(Passage provided)
========================================
This is the side of the house Pres Lester and Peter have been living in.

The bathroom he added especially for the convenience of the volunteers.  I think the white tub in the front may be the bathtub to be installed inside.

 This is the part that needed walls repaired before the roof could go on.

 Pres Medley really stretching to do a good job.

 Bazil McLean up top where he was most of the day, Pres Medley on the ladder, where he was most of the day, and Sister Vaciana, a branch member, on the floor when she would have rather been on the ladder or on the roof.

 We wanted to help so we finished rinsing the laundry and then hung it on the line.

President Lester in his kitchen.  He was in the kitchen most of the day.  Once I saw him come out and get a 24 inch square piece of zinc that looked as if it had been used to cook on or as a lid or something. He took it in the kitchen and put it on the floor and stepped on it before he used it for who knows what.  Another time I saw him come out and get a piece of cinder-block and take it into the kitchen.

 Cooking the rice and peas in the kitchen.

 Cooking the fresh chicken out behind the chicken coops.  Raising chicken is one of his businesses.

The 'would love to be' workers visiting in the shade. (Still very hot!)

Sister Pearson supervising the zinc installation and the workers:  Pres Medley and his sons, Patrick and Samuel

Resting in the shade of the zinc covered entry at the end of the project.   Sister Murdock, Bob and Sister Pearson.
The big black barrel is the water supply.  There is another one in the back by the bathroom. There is no water in the house. 

 Project completed.  Pres Lester will put a ceiling in and plaster the walls.  He took me into the kitchen where he has his ceiling materials stored.  Since he has some work to finish on the roof the workers asked if he wanted some boards left up there, but he said no because if they are seen from the road they will be stolen.  That is why he has his ceiling sheet material in the kitchen.

I should mention we followed the GPS to his house instead of going the way we knew.  It was a mistake.  There were three vehicles including ours—I was the tail end and they had to stop and wait for us one time because the road was so incredibly rough it was very hard driving so I fell behind a little.  There were huge rock lined trenches and ruts, at a couple of places there was barely a recognizable set of tire tracks to follow.  The passengers in the car literally had to hang on with both hands because they were being thrown about so much—I at least had the steering wheel to hang onto.  I cannot imagine any off road travel that would be a whole lot worse than what we were on.  At one point it was so steep I could not see the road—I was looking at clear blue sky! Then to top it off we made a wrong turn and had to turn around twice on a road barely wide enough to drive on. 

The other way to Pres Lester’s house was—before this adventure—perhaps the worst road we had been on to that point.  But when we took it out to get some extra supplies and pick up the missionaries it was an absolute piece of cake—“smooth sailing!”

That evening we washed our sweaty faces and walked across the street to a Chinese restaurant Pres Hendricks knew about.  It was a nice evening but we were ready for bed when we walked back.  Bob showered and fell asleep before I even got out of the shower—I did not wake him to get into bed.
We went to the Ocho Rios branch and swelled the ranks by 8 and had very nice meetings. Then we drove home with the only glitch being a short stretch in a terrific down pour.  Thankfully it was not long as we were on a very steep mountain road.  But we always enjoy the trip between Ocho Rios and Kingston.

1 comment:

  1. Neat experiences. I think you are going to miss Jamaica when you return to Seattle, aren't you?
========================================
(Given data)
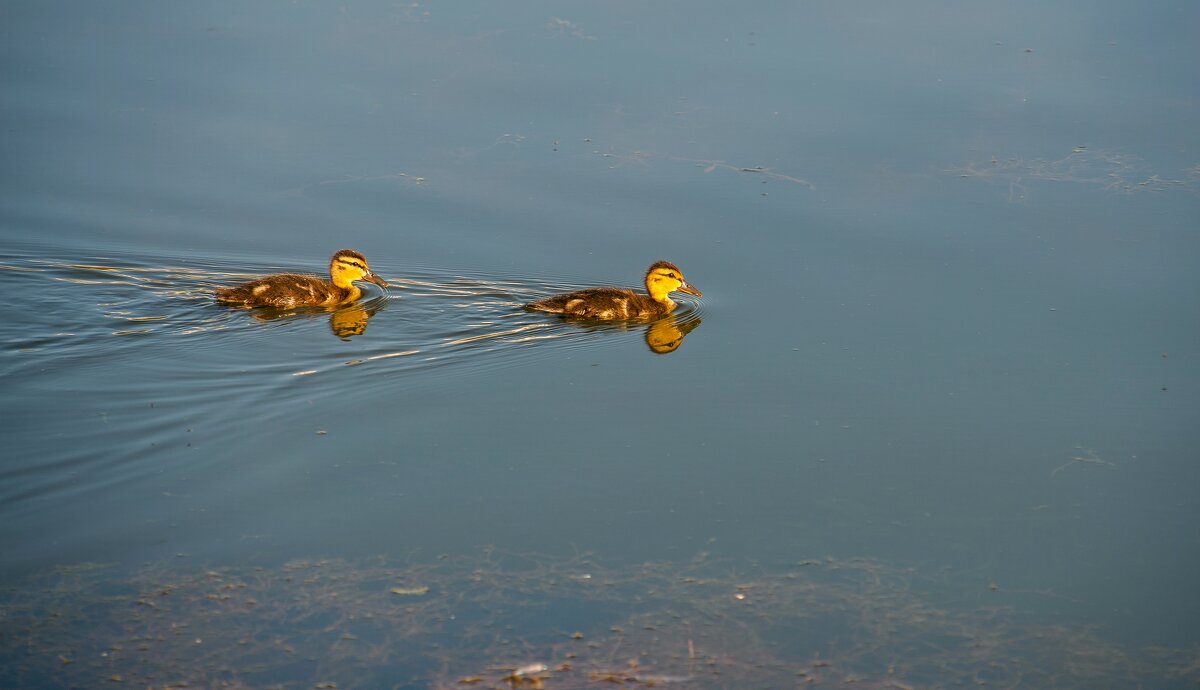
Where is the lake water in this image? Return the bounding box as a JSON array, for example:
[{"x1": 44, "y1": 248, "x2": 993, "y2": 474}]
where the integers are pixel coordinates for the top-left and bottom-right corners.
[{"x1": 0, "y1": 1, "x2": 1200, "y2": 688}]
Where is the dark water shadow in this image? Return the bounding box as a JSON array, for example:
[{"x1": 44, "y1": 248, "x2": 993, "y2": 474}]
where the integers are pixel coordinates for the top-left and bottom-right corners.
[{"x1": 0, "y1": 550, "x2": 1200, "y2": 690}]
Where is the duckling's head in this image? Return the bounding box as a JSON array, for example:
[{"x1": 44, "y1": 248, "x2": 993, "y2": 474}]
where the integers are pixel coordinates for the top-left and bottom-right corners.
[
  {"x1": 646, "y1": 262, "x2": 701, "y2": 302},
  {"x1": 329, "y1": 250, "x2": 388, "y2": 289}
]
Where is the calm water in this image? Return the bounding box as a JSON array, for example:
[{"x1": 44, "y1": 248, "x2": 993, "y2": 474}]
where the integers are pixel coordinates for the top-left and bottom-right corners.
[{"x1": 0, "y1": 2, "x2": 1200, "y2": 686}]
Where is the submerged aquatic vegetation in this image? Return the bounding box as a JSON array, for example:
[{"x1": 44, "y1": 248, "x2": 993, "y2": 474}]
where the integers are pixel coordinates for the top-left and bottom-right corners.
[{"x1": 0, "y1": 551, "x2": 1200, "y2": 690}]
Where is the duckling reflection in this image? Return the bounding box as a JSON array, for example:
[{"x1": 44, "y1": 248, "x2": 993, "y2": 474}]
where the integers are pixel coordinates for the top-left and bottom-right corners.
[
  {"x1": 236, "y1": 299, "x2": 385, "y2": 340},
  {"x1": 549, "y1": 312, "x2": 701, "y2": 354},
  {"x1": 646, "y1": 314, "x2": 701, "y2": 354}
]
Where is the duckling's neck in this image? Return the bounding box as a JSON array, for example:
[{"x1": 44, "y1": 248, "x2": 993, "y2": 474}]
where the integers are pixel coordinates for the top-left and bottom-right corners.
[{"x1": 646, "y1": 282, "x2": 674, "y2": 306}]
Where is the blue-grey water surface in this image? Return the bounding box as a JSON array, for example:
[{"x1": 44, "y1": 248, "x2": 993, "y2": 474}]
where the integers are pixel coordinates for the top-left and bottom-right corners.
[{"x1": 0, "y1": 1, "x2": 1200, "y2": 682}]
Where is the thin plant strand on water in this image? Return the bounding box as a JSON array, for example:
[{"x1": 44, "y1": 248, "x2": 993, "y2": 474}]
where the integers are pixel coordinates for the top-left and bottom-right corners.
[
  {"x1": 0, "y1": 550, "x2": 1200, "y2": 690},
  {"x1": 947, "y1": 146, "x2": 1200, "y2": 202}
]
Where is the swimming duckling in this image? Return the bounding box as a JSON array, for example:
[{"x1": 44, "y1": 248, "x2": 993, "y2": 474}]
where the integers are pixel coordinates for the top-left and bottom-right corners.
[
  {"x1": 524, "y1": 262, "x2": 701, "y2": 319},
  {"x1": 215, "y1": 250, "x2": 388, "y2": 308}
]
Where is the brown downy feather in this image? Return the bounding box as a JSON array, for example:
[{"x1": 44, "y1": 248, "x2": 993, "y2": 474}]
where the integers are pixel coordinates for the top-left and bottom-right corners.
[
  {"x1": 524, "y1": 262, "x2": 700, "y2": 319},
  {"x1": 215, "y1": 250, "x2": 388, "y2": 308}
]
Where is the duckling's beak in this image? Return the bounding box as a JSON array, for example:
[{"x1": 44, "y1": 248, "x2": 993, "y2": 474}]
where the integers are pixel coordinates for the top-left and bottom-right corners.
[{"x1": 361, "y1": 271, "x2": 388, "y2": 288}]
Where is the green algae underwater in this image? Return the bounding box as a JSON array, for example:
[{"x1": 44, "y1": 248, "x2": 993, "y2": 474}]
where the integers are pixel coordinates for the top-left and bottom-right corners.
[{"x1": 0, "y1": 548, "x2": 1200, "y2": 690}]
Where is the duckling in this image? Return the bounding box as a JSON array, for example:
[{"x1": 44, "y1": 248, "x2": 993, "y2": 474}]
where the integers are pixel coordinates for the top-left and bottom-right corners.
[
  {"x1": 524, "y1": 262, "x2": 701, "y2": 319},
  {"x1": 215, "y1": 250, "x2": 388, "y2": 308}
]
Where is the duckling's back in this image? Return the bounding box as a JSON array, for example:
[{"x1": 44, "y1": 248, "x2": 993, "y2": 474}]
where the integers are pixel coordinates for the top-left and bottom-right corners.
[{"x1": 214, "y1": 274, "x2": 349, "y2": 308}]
========================================
(Requirement 1) Rewrite the part of the passage about the roofing project that opens with "This is the side" and closes with "could go on.", swapping "bathroom" for "washroom".
(Requirement 2) In the passage about the roofing project, why did Pres Lester decline to have boards left up on the roof?

(Result 1)
This is the side of the house Pres Lester and Peter have been living in.

The washroom he added especially for the convenience of the volunteers.  I think the white tub in the front may be the bathtub to be installed inside.

 This is the part that needed walls repaired before the roof could go on.

(Result 2) If the boards were seen from the road, they would be stolen.